• [Written request]: In the records below, find the line containing "of the stone", then extract that line and all subsequent lines exactly, leaving out everything else.
---- Records shown
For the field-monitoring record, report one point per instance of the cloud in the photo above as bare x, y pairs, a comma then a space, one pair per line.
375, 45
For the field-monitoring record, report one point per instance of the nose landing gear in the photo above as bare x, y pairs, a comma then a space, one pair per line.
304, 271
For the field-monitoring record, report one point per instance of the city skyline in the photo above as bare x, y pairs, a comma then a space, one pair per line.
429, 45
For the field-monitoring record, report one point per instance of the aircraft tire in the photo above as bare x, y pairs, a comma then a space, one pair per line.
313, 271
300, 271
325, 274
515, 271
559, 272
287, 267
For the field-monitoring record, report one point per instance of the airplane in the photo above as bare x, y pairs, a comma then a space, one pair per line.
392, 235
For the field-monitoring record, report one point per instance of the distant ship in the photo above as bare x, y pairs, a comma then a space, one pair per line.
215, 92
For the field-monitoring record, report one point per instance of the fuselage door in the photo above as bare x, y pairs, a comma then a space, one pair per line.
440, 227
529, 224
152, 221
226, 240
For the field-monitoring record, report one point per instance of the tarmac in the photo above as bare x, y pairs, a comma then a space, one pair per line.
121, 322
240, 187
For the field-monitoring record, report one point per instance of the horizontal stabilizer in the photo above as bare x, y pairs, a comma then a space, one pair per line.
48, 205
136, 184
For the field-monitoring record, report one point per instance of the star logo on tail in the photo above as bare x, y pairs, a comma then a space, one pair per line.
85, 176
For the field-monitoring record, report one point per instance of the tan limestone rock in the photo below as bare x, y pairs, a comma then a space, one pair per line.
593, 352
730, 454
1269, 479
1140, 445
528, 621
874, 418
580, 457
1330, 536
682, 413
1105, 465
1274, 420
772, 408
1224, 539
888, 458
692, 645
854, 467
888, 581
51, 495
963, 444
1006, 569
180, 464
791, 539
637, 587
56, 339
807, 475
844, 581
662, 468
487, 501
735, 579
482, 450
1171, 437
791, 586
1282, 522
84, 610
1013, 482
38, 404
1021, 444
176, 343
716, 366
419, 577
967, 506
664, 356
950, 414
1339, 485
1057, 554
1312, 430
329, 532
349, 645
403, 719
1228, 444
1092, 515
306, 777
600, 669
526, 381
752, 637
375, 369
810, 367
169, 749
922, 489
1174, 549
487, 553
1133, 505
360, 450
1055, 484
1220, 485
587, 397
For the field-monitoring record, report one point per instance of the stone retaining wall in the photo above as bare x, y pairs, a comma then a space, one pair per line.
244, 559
--------
• [Answer for this exercise]:
For the field-monitoring record, report one point per instance of the stone retaining wall in the photo above as bare x, y pairs, a comma then a space, one pair per line.
244, 559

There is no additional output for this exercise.